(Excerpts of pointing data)
▬▬▬▬▬▬▬▬▬▬
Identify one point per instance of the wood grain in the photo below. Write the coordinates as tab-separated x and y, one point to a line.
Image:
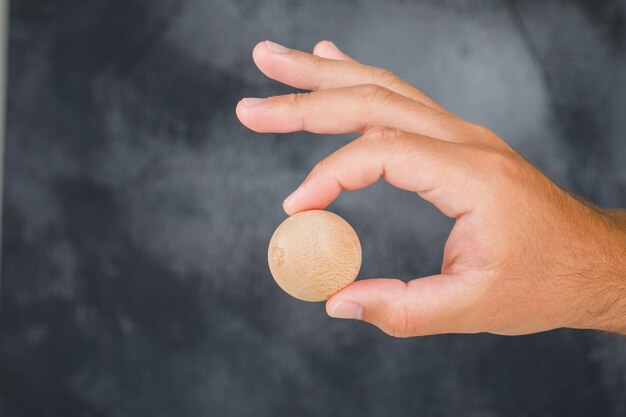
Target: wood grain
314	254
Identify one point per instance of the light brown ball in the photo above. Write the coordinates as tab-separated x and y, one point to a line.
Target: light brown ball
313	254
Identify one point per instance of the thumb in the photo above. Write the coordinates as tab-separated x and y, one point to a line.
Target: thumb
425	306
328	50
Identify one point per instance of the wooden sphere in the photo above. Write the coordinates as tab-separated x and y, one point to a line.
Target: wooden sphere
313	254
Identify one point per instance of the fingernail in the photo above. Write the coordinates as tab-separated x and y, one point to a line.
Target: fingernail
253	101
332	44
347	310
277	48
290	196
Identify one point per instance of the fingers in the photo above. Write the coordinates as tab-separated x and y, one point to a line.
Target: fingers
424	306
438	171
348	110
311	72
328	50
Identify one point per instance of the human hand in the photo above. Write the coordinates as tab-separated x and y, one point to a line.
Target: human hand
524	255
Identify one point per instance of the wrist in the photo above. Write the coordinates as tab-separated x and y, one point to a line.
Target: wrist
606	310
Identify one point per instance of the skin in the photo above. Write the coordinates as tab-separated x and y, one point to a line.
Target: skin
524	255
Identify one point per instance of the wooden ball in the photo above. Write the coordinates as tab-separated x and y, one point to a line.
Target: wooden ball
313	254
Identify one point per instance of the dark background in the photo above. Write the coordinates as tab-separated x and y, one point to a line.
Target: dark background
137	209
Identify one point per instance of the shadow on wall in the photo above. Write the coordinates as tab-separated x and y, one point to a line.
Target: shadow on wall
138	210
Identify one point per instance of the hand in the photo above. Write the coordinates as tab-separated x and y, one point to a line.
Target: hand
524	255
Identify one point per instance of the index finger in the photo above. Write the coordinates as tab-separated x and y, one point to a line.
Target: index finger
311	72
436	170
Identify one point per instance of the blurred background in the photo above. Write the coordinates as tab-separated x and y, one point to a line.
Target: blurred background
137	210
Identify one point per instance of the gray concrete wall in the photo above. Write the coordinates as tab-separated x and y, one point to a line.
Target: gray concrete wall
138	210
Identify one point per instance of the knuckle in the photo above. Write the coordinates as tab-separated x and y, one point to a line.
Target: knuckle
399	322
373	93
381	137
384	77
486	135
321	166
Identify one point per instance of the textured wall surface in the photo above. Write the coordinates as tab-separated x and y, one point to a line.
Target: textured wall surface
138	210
▬▬▬▬▬▬▬▬▬▬
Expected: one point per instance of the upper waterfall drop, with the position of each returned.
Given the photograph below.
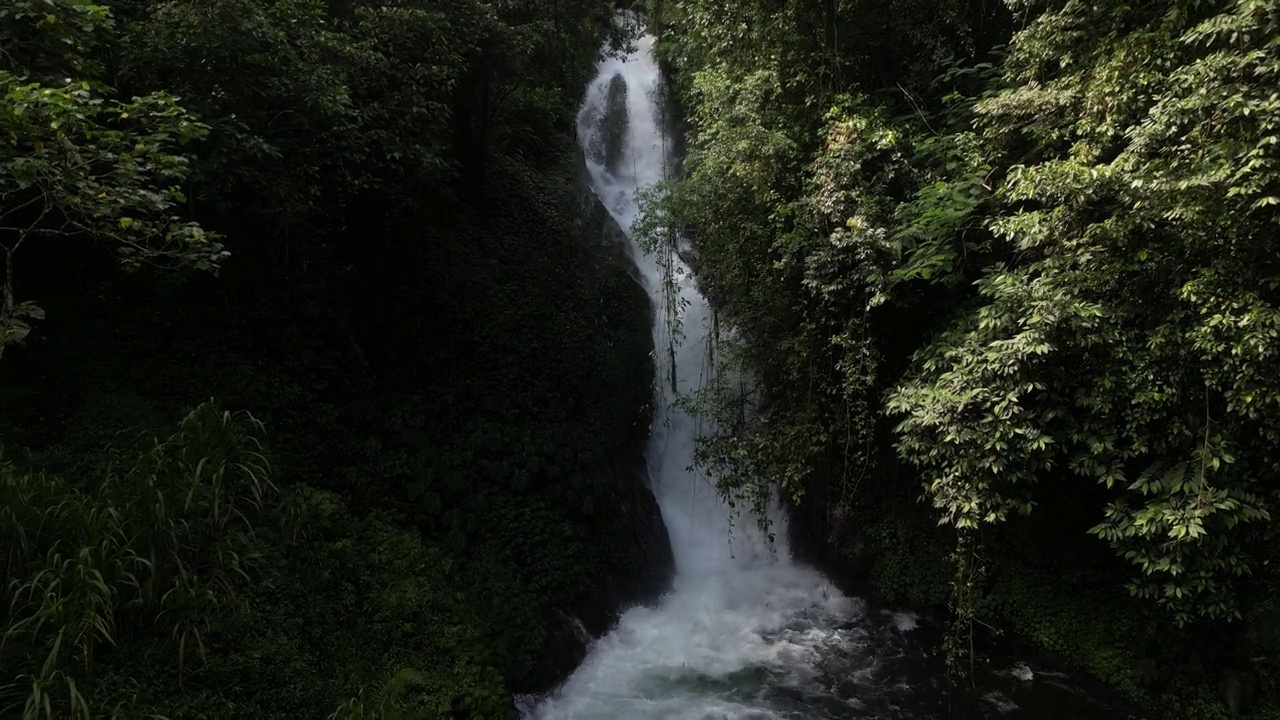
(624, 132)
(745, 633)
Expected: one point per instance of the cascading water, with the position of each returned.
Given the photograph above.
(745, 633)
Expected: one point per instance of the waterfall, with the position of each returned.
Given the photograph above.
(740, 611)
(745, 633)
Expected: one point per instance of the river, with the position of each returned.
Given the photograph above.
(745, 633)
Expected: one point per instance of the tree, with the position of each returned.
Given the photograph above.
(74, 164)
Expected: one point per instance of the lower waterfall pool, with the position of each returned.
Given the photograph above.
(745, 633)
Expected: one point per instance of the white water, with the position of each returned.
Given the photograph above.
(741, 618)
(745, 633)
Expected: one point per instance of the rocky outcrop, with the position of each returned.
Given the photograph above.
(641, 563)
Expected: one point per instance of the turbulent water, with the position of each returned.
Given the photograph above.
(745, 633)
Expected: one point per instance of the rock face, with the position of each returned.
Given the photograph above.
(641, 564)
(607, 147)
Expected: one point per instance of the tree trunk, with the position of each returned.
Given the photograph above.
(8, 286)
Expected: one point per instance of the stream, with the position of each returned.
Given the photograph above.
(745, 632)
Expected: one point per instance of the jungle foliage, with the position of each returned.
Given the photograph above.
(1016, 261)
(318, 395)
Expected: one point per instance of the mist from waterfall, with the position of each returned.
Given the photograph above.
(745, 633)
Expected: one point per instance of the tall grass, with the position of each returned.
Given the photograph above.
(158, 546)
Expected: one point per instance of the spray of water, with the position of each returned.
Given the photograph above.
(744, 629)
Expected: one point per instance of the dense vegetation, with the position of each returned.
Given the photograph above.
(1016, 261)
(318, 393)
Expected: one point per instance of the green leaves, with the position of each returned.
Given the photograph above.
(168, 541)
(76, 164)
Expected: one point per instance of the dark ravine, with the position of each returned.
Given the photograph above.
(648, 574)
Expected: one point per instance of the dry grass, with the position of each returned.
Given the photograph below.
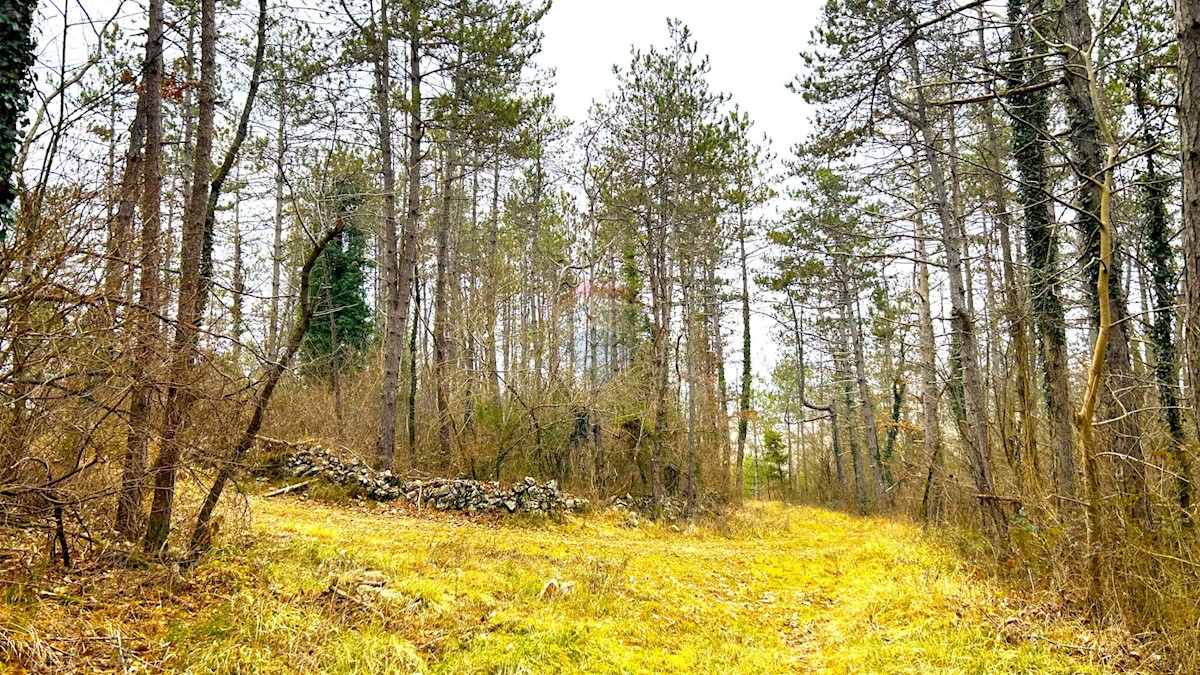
▬▬▬▬▬▬▬▬▬▬
> [WHAT YOU SHOULD DO] Locate every line in the material above that contains the string "index" and copy each one out. Matching is case-sensitive.

> [PROBLEM SOLUTION]
Identify one point per instance of the index finger in the photo above. Write the coordinates as tab-separated x and y, one point to a line.
Target: index finger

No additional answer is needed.